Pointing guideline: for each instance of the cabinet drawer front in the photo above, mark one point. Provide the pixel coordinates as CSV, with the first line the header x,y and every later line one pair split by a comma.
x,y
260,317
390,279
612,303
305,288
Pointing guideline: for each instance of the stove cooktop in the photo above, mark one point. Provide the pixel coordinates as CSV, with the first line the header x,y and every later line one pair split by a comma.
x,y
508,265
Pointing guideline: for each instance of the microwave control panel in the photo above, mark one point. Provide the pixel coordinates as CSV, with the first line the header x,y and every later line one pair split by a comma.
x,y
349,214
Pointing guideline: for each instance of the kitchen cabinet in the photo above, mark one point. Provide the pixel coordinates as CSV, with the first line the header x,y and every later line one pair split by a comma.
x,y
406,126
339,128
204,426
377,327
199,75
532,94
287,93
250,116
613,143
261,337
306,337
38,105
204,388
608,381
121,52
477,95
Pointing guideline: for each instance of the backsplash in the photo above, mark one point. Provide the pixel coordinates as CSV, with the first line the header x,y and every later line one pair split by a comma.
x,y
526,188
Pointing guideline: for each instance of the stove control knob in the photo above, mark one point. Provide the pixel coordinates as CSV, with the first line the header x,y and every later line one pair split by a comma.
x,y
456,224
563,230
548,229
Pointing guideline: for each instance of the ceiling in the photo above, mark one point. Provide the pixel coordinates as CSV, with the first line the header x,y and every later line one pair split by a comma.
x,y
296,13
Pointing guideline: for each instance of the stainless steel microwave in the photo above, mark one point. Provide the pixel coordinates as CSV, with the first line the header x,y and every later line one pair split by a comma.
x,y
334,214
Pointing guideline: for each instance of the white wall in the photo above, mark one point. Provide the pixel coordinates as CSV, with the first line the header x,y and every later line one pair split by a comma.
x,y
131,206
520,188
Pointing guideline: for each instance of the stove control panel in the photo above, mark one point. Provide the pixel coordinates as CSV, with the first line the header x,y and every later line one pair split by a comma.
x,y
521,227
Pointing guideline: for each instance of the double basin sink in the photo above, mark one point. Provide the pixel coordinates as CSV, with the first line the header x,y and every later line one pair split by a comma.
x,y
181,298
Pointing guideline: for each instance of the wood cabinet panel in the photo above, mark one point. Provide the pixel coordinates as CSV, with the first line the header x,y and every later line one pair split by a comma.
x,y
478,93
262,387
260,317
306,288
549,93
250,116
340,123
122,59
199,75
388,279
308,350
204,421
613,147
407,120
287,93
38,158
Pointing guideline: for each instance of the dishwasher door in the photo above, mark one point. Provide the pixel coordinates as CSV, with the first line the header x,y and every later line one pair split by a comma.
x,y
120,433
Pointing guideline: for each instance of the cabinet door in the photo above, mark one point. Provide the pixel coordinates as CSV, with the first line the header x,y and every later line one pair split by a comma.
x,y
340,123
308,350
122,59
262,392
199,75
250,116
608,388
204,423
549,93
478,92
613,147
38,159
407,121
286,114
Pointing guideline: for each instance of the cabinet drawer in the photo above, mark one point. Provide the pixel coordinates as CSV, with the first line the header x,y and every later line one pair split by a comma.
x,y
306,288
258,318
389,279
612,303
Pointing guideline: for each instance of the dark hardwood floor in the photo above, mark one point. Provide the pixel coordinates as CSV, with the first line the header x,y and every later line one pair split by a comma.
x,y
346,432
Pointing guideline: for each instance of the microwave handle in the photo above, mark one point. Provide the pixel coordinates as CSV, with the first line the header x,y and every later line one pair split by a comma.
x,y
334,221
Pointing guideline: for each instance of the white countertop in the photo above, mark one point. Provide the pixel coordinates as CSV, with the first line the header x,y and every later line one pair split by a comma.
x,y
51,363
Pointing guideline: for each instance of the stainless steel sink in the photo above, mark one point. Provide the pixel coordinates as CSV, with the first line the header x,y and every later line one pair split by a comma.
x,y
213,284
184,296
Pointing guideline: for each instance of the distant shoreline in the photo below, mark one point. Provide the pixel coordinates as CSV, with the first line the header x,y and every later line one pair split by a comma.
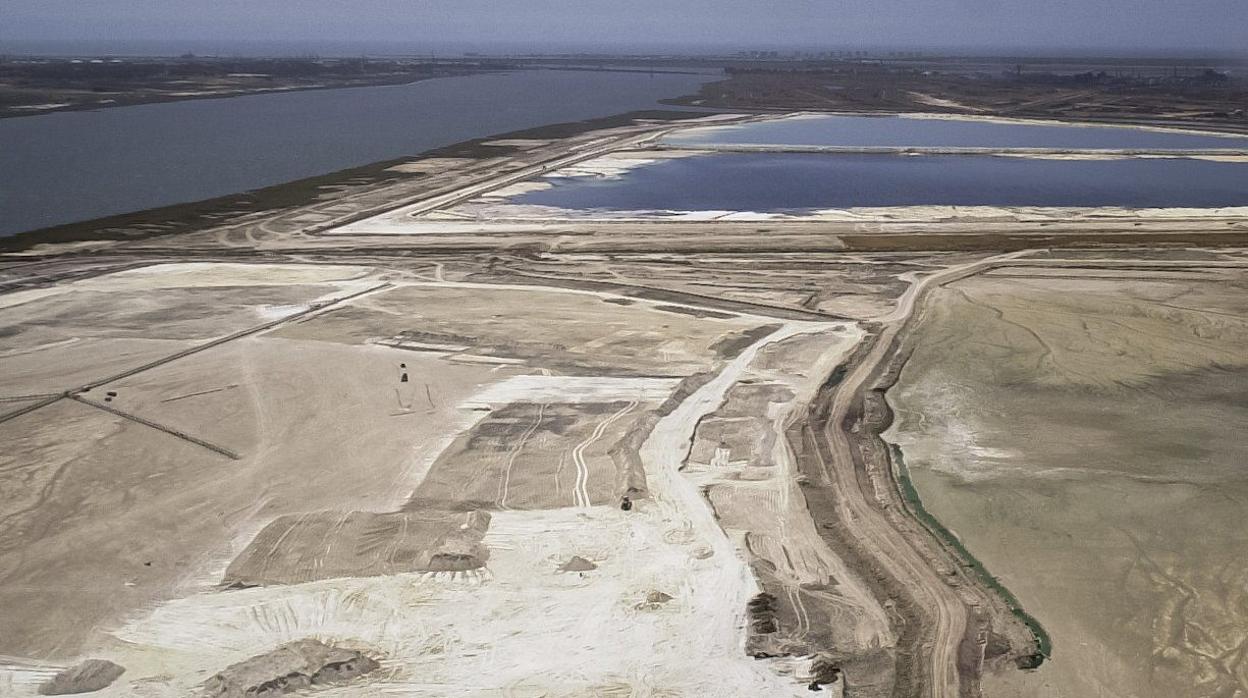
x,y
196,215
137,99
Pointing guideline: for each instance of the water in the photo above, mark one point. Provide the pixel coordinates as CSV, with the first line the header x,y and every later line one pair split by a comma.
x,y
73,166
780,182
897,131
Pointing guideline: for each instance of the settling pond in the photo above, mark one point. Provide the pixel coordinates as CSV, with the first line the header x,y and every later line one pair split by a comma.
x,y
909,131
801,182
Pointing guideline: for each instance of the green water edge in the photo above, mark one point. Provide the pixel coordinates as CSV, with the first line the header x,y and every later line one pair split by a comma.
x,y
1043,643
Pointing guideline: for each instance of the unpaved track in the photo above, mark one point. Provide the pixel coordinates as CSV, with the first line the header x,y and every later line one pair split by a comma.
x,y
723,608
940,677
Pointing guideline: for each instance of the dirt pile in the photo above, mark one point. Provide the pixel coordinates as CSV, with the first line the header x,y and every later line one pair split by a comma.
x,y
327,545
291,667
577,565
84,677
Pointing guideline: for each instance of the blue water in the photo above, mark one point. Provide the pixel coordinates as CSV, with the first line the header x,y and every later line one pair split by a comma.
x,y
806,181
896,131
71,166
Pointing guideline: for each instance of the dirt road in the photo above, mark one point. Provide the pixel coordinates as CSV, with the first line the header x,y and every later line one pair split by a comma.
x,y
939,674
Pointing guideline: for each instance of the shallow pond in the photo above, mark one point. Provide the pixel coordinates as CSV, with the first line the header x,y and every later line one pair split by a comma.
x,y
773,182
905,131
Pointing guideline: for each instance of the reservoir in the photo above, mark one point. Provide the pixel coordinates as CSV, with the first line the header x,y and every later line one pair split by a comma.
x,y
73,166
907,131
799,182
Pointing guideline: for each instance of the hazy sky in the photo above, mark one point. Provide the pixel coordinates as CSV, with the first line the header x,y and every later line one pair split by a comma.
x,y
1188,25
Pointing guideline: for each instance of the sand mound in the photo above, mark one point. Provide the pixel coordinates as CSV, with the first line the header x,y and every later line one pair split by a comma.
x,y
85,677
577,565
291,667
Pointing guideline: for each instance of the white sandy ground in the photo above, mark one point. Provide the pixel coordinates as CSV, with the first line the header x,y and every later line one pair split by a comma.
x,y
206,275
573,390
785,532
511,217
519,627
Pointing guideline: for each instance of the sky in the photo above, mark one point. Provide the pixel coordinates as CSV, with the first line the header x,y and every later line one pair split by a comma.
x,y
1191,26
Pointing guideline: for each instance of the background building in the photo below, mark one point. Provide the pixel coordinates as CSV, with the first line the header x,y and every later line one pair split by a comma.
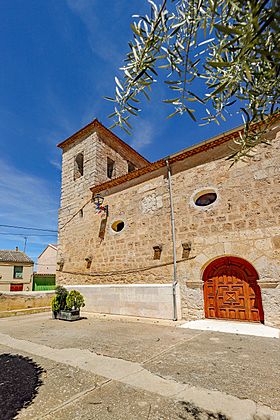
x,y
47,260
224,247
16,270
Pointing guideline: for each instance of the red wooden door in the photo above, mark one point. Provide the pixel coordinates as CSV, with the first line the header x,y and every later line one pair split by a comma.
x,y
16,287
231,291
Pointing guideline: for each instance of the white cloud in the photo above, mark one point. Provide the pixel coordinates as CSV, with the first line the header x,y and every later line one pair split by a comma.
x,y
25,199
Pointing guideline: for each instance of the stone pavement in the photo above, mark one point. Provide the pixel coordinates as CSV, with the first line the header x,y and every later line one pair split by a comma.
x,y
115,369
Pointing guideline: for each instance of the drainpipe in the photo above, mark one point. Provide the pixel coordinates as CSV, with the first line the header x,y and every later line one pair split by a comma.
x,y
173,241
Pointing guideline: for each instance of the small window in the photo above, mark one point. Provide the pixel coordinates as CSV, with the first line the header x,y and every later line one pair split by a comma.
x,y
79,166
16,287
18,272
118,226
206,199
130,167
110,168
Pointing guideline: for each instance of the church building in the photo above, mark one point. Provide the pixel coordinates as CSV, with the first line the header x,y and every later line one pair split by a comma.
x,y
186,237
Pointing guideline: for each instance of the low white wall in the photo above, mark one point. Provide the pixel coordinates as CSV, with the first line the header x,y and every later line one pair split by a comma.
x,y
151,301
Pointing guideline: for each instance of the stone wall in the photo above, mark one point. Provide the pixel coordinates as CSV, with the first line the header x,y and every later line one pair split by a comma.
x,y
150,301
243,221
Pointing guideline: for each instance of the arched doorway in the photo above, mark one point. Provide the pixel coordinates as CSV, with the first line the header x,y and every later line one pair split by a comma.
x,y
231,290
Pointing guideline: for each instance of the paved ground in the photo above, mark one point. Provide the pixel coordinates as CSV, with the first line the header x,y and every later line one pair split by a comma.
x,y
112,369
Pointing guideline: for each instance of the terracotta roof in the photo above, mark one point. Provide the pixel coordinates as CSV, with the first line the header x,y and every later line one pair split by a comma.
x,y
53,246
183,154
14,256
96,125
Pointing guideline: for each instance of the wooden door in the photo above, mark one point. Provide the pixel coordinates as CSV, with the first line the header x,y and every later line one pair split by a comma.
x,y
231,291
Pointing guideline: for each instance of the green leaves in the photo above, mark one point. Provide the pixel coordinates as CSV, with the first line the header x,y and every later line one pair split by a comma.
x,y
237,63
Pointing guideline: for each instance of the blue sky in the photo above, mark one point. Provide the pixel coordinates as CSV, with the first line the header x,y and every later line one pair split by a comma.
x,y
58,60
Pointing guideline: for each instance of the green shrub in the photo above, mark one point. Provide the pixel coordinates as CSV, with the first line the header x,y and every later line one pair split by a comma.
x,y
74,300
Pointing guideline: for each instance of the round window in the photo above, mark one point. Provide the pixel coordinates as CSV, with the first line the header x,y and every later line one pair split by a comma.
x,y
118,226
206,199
_ _ _ _ _ _ _
* REQUIREMENT
Repeat only the stretch of lines starting at the one containing "Pointing guideline: for each instance of the green shrub" and running to the final line of the entries above.

* RESPONSE TO THE TASK
Pointing guideline: for each instance of the green shrub in the photo above, mark one point. Provide the pixel coordinates as CSV, with the first line the header x,y and every later line one pair split by a comma.
x,y
74,300
Pointing guideline: for each instance of the round window in the photo above, mark one point. Provide the pixel coordinates as CSV, with the first line the header x,y and every later line one pair split by a comma.
x,y
118,226
206,199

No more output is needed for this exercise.